+++ Source document +++
Each thinks they are respective “hospital A” sponsoring “plan 1 and plan 2” and “hospital B” sponsoring “plan 3”, but in the eyes of the IRS in its application of all the coverage and nondiscrimination requirements, they are all one employer – the alliance A/B – and within that alliance there are retirement plans 1, 2 and 3, all of which must satisfy these requirements within the context of the consolidated employer A/B.
Example of how unsuspecting hospitals break the rules
By way of a simple example, here is how two previously independent hospitals which are now in alliance may run afoul of the rules. Hospital X sponsors a defined benefit plan with frozen participation, but still covers all its HCEs, while Hospital Y maintains a 403(b) plan with a match for its staff. On its own, each hospital’s plan would satisfy IRS rules, but when looking at Alliance X/Y as the employer, Hospital X’s defined benefit plan may not cover enough of the NHCEs of all X/Y relative to its HCEs and could fail nondiscrimination in coverage. Additionally, Hospital Y’s 403(b) plan fails nondiscrimination in coverage and salary deferral benefits because it is not “universally available” to all employees of the employer X/Y.
Other compliance considerations
There are also other compliance issues to be aware of for hospitals that find themselves in a control group. A number of these concern service. Time spent employed by any member of the control group is considered service for eligibility and vesting for all members of the control group. For example, RN J worked for 3 years at Hospital X above before leaving for Hospital Y. Hospital X and its plan actuary record J as terminated and not vested because J had not completed the required 5 years, but J should not be considered terminated and service with Y must be included for vesting in X’s defined benefit plan. Another common occurrence, LPN K works 30 years at X, then takes early retirement at age 55, goes to work at Y, and commences pension benefits from X’s defined benefit plan. This is not permissible because K is still employed by X/Y and pursuant to IRS rules defined benefit plans may not pay in-service benefits prior to age 62.
+++ Source material +++
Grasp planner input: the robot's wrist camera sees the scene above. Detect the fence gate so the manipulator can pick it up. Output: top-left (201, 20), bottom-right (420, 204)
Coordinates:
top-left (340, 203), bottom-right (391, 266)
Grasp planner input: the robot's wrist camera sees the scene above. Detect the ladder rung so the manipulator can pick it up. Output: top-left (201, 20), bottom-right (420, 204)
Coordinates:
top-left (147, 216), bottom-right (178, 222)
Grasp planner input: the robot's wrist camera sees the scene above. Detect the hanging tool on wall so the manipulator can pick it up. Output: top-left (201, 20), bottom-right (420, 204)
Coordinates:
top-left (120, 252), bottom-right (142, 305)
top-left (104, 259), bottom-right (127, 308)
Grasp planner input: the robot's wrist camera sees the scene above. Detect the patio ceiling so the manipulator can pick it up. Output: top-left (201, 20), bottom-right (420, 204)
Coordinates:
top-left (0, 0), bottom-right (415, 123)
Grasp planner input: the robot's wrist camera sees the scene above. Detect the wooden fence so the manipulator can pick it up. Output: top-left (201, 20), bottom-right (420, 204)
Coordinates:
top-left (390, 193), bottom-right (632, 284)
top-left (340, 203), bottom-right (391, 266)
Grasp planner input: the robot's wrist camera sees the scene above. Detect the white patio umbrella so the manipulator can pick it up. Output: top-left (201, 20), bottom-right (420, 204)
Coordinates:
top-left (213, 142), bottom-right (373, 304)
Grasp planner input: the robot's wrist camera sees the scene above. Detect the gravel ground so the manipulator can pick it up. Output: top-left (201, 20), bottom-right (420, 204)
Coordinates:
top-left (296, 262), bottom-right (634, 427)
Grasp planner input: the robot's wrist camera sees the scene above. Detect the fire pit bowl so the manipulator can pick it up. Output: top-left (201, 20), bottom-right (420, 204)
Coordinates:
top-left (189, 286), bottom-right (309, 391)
+++
Work order
From the passage on hospital alliances above, print everything from "Example of how" down to "the employer X/Y.", word for word.

Output of the task
Example of how unsuspecting hospitals break the rules
By way of a simple example, here is how two previously independent hospitals which are now in alliance may run afoul of the rules. Hospital X sponsors a defined benefit plan with frozen participation, but still covers all its HCEs, while Hospital Y maintains a 403(b) plan with a match for its staff. On its own, each hospital’s plan would satisfy IRS rules, but when looking at Alliance X/Y as the employer, Hospital X’s defined benefit plan may not cover enough of the NHCEs of all X/Y relative to its HCEs and could fail nondiscrimination in coverage. Additionally, Hospital Y’s 403(b) plan fails nondiscrimination in coverage and salary deferral benefits because it is not “universally available” to all employees of the employer X/Y.